▶ [Text passage]:

The news: Amazon plans to incorporate an AI chatbot feature into its search capabilities to offer users more personalized, relevant product recommendations, per Insider.
- The feature is currently being tested internally and could launch in the US in January.
How it works: Shoppers will be able to use the chat feature to receive recommendations, product comparisons, and review summaries, as well as ask follow-up questions.
- For example, users who ask for recommendations about coffee makers will be given multiple options for different types of machines, and have the option to compare features or request more details.
- The chatbot relies on the retailer’s extensive trove of shopper data to offer customized suggestions, a function which Amazon VP Joseph Sirosh internally likened to the personalized service provided by experienced store associates.
What Amazon hopes to achieve: Amazon’s search experience came under fire recently as shoppers complained that the proliferation of sponsored listings makes it difficult to find products, as well as distinguish between ads and organic results. The addition of a chat function could act as a corrective by allowing users to home in on the products most relevant to them, as well as avoid the hassle of having to click into each individual product page to read specs and reviews.
- Improving the search experience could cement Amazon’s dominance when it comes to product discovery. Over half (51%) of consumers start their product searches on Amazon, compared with 39% who rely on search engines like Google or Bing, per Jungle Scout’s Q3 Consumer Trends Report.
- Amazon also hopes that the new search experience will increase sales via mobile, which accounts for roughly 80% of overall searches but has a much lower conversion rate than its website.

▶ [Your objective]:
Extend the news brief on Amazon's planned AI chatbot for product search, picking up after its final sentence about mobile conversion rates.

▶ [Saved entries]:
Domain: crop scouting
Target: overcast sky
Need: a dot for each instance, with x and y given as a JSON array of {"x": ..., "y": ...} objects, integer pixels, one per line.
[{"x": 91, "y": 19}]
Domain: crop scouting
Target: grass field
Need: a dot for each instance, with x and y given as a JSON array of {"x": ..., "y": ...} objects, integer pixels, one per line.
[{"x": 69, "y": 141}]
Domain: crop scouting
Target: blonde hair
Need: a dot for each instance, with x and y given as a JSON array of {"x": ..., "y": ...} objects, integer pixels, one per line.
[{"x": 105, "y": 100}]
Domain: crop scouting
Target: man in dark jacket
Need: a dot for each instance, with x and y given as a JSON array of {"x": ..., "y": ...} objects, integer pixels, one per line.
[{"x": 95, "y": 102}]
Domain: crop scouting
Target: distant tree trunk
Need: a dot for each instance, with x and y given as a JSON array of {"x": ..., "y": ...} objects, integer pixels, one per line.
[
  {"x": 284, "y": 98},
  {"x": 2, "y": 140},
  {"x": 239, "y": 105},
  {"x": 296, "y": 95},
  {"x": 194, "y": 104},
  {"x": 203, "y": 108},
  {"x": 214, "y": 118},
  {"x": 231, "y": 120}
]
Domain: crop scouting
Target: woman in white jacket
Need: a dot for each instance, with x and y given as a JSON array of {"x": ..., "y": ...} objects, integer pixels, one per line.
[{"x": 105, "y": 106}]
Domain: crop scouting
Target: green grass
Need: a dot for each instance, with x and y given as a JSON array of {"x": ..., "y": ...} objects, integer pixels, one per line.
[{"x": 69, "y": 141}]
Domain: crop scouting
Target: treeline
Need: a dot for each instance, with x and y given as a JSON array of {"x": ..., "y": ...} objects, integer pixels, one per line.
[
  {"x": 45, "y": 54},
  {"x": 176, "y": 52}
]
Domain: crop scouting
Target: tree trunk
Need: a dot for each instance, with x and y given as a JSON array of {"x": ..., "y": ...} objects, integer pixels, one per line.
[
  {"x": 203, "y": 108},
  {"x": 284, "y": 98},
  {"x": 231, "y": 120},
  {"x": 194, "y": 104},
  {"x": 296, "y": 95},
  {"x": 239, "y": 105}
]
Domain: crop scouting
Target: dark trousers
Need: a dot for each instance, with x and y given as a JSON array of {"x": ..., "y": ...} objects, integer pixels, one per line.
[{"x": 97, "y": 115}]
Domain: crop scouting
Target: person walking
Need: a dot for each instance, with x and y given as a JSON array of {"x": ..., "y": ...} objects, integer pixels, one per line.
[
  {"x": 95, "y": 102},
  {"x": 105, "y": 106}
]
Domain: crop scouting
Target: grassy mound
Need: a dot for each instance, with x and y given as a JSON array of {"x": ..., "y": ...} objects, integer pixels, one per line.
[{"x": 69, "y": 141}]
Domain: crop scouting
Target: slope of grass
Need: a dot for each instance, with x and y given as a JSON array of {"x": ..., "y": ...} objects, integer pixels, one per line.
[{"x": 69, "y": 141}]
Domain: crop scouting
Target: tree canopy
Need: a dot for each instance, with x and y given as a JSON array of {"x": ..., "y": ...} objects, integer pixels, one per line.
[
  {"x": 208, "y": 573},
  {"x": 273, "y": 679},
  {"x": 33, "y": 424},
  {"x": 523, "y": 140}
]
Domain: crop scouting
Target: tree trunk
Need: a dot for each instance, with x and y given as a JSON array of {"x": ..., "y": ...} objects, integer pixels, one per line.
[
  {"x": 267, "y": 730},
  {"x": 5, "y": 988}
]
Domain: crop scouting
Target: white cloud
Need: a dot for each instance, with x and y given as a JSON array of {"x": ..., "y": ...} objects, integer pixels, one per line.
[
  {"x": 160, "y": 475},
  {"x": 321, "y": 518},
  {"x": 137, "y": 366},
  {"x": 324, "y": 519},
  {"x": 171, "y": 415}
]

▶ [Answer space]:
The risks: As with any consumer-facing generative AI tool, there is the risk of the chatbot surfacing inaccurate or otherwise misleading information, which could severely hamper both utility and adoption.
- Amazon plans to use content moderation tools as well as human overseers to limit hallucinations.
- The retailer may also prevent the chatbot from answering questions about sensitive product categories, such as healthcare, or partner with other AI companies like ChatGPT or YouChat to help with responses to more delicate queries.
The big picture: Amazon is just one of a number of companies turning to conversational AI to offer up more personalized experiences and improve conversions.
Uber recently announced plans to roll out an AI assistant to help users find restaurants, stores, and products that meet their criteria, saving them time and effort.
Instacart already has a similar feature, while DoorDash is testing a chatbot that it hopes will speed up the ordering process and enable it to stand out from competitors.
- While these companies’ relatively quick starts in the AI chatbot race may give them an early advantage, it remains to be seen whether they will resonate with shoppers, especially given the risk of hallucinations.